Task prompt » According to the excerpt on ink jet printer control, why is the flushing operation executed during a print period?

Excerpt »

○ ○ ○ ○ ○ ○ ○

In the figure, reference numeral 80 is a print control means which controls
the carriage drive motor 10 in accordance with print data received from a
host computer which causes a head drive means 81 to output a drive signal
to drive the black print head 6. Numeral 82 is a suction control means for
controlling a sucking time and a sucking force. When the black ink
cartridge 1 is replaced with another cartridge or the black print head 6
is clogged, the suction control means 82 is used. In this case, the black
print head 6 is sealed with the capping members 17, and a negative
pressure is applied to the sealed black print head 6. Numeral 83 is a
flushing control means having a function to control a period at which a
flushing operation is performed, and a time for which the flushing
operation continues, and another function to output a drive signal to the
head drive means 81 to start the flushing operation. The flushing
operation is executed, during a print period, to prevent the black print
head 6 from being clogged with ink of an increased viscosity. In the
flushing operation, the printing operation is stopped for a given period
and the black print head 6 is driven to discharge ink droplets
irrespective of print data. The print control means 80, head drive means
81, suction control means 82, and flushing control means 83 are essential
in executing the minimum functions required for the ink jet printing
apparatus.
Numeral 84 is a data read-out means. The data read-out means 84 responds to
a signal output from the data reading means 71 and 71' attached to the
carriage 8, for example, and reads data from the ink characteristic data
storing means 70 of the black ink cartridge 1 and outputs the read out
data to a control data read-out means 85 and a control data writing means
86, which will be described later.
The control data read-out means 85, referred to just above, refers to a
control data storing means 87 to be given later and selects an optimum
print condition from the contents stored in the storing means in
accordance with the ink nature, for example, of the black ink cartridge 1,
and transfers the selected one to the print control means 80, suction
control means 82 and flushing control means 83. The control data writing
means 86 updates data stored in the control data storing means 87 when the
data read-out means 84 outputs data to request the version up of the
printing apparatus.
The control data storing means 87 is a nonvolatile semiconductor storing
means, e.g., flash memory, which is easily electrically reprogammable and
capable of holding data without being destroyed when no electric power is
supplied to the printing apparatus. The control data storing means 87
stores data of the factors determining the characteristic of a drive
signal, which are adjusted in connection with ink in the black ink
cartridge 1 attached to the printing apparatus. Examples of the factors
are: voltage, application time, a rate of changing of voltage and current,
period at which the flushing operation is performed, continuance of the
flushing operation in time, time duration of a sucking operation, and
sucking force.
Numeral 90 designates a resistance detecting means for detecting an
electrical resistance value between the electrodes 62 and 63 of the ink
cartridge for the purpose of ink end detection. A detection result is
applied to an ink amount detecting means 91 and an ink nature detecting
means 92. When an electrical resistance value between the electrodes 62
and 63 increases to reach a reference value Ln (see FIG. 5), the ink
amount detecting means 91 causes a display 93 to display an ink near end
message directing a user to replace the ink cartridge with a new one. When
the resistance value reaches another reference value Le, the ink amount
detecting means 91 causes the display 93 to display an ink end or, if
necessary, outputs a signal to stop the printing operation.

○ ○ ○ ○ ○ ○ ○

Dataset entries »
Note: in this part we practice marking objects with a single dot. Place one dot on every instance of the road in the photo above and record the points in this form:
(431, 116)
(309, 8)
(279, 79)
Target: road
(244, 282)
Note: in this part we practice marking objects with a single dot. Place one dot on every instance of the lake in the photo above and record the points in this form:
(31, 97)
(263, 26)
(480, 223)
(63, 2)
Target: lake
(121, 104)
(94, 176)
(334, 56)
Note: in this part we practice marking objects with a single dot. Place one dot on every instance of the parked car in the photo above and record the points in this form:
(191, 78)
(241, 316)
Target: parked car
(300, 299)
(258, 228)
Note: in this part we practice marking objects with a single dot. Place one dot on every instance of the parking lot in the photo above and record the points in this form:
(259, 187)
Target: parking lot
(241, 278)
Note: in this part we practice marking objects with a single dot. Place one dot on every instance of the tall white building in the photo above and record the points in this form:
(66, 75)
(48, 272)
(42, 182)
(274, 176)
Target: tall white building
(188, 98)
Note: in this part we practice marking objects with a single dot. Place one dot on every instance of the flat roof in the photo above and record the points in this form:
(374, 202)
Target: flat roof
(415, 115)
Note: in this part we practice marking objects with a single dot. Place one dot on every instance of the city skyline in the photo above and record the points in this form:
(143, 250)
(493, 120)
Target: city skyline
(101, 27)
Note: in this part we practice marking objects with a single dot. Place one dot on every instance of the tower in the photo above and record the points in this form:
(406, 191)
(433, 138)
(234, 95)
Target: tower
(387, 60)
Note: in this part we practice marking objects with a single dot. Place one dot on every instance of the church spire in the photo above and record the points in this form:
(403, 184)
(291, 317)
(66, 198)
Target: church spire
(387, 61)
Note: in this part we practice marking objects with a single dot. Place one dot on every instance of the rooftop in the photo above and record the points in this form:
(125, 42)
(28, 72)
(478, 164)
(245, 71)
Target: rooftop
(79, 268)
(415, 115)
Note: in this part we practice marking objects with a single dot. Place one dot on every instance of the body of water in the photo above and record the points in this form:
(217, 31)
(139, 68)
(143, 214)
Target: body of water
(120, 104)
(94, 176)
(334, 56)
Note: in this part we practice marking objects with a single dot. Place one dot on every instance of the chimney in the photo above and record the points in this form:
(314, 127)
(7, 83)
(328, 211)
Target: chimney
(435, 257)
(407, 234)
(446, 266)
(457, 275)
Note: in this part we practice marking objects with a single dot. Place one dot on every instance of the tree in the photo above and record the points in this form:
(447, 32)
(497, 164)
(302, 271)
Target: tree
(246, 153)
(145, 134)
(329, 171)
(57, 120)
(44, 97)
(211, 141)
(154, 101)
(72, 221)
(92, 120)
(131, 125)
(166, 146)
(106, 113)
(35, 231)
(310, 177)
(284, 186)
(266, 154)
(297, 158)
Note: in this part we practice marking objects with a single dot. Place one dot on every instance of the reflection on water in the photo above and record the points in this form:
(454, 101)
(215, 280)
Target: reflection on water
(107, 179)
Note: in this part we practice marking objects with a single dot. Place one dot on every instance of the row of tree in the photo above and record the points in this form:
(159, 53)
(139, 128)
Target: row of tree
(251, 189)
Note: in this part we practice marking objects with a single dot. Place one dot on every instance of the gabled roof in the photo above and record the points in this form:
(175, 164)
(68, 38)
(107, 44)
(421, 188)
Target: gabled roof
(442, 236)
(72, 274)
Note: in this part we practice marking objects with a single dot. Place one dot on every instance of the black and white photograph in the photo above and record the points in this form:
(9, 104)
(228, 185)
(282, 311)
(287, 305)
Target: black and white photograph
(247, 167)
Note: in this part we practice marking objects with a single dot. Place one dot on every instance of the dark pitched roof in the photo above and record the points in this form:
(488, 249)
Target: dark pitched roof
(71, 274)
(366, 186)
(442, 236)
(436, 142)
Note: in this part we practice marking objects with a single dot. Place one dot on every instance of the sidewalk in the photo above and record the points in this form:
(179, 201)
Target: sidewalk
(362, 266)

○ ○ ○ ○ ○ ○ ○

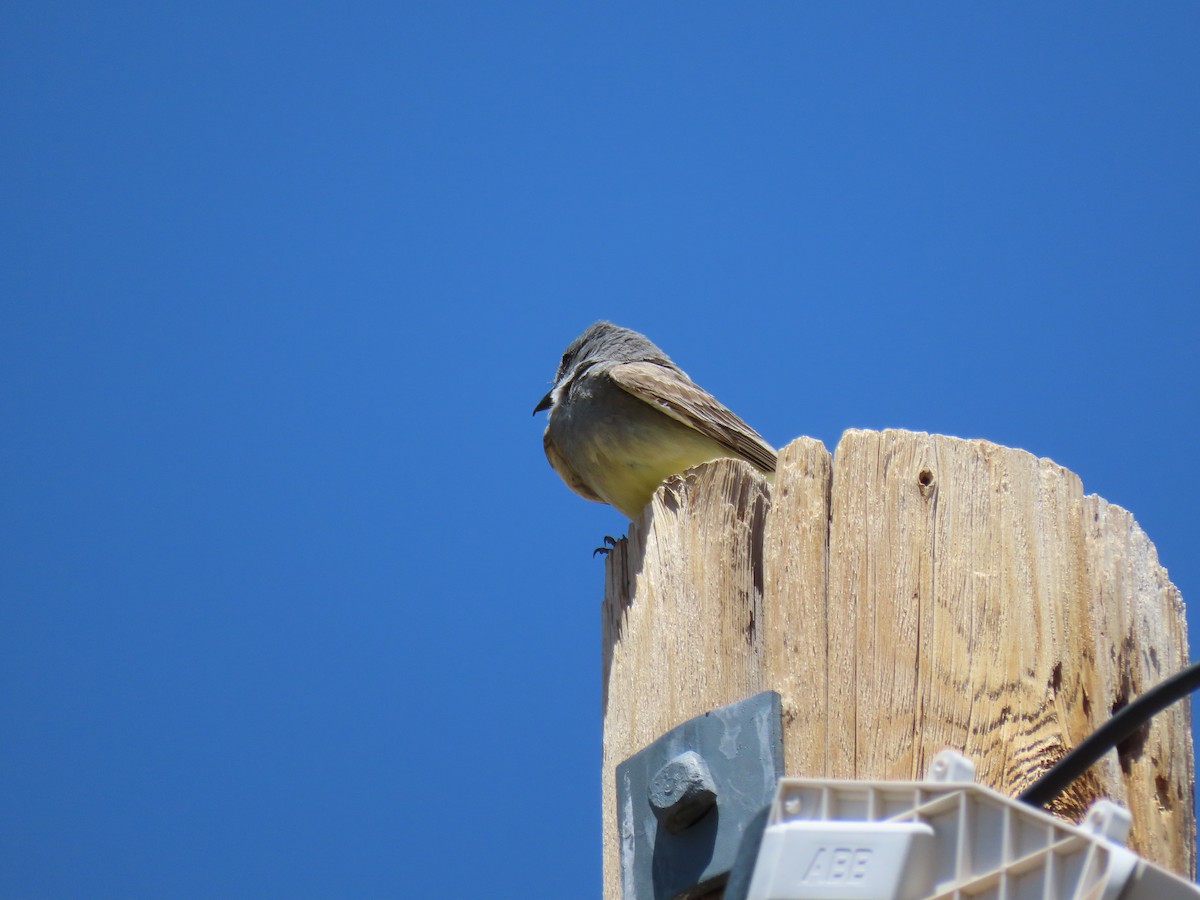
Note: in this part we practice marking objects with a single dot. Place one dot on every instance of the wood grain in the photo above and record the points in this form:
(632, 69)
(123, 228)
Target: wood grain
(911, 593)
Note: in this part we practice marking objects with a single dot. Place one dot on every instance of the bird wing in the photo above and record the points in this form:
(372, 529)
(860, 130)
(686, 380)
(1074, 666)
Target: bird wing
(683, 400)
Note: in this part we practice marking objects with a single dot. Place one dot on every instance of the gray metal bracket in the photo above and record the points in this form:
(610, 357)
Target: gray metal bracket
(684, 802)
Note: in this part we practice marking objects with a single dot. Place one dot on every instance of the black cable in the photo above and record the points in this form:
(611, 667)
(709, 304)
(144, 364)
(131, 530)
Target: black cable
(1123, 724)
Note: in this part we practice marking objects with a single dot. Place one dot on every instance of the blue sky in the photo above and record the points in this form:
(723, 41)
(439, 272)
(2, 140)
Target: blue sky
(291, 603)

○ ○ ○ ○ ○ ○ ○

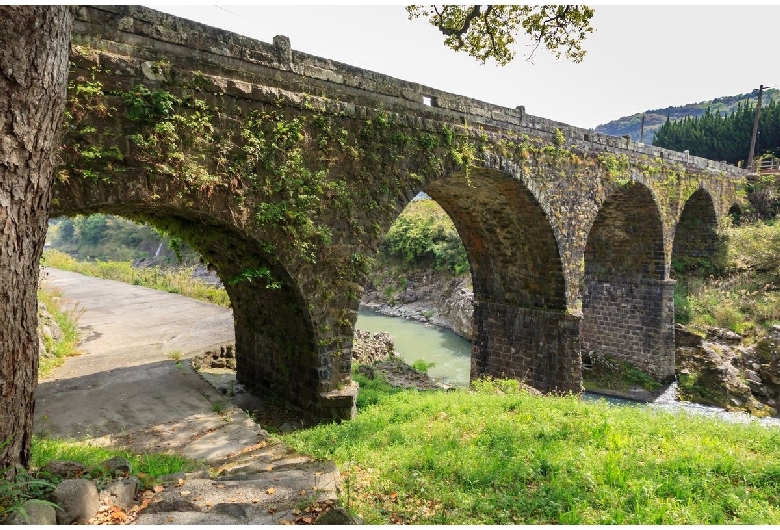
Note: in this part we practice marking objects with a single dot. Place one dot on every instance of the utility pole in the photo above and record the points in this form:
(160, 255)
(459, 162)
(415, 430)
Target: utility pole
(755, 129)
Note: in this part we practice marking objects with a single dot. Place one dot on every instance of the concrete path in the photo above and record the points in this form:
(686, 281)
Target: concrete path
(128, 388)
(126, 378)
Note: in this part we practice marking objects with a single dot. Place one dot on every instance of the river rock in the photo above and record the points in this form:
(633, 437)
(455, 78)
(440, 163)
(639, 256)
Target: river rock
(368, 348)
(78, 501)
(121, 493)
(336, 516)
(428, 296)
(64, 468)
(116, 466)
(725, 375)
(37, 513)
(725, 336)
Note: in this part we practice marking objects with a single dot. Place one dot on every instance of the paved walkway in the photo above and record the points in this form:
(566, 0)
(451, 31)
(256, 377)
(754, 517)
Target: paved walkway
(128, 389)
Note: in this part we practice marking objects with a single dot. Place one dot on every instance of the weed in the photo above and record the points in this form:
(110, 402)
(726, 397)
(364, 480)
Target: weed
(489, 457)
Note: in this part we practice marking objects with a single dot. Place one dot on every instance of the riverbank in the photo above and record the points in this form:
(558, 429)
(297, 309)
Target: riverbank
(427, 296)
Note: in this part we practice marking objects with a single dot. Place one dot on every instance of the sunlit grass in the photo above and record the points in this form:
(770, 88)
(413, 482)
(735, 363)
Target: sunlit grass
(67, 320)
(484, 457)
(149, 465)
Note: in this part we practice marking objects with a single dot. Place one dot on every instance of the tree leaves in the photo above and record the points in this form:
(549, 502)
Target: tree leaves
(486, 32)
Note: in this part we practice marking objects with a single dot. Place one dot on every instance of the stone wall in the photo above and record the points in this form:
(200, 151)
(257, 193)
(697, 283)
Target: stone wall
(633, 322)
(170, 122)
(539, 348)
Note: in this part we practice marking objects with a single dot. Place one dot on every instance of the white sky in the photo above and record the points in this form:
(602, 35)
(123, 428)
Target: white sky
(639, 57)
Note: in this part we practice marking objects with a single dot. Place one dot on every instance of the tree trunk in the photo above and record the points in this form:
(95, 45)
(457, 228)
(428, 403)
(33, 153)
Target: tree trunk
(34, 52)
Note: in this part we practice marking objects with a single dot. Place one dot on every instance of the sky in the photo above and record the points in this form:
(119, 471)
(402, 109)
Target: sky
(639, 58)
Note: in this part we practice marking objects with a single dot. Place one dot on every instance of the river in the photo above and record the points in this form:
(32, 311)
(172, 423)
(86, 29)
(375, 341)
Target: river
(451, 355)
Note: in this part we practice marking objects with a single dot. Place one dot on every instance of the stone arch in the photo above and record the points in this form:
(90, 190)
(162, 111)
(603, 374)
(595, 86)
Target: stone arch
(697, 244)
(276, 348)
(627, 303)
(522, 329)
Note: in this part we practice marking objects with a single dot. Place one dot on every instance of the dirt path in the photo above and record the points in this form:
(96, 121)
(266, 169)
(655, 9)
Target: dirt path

○ ○ ○ ○ ○ ○ ○

Correct response » It keeps the black print head 6 from being clogged with ink of an increased viscosity.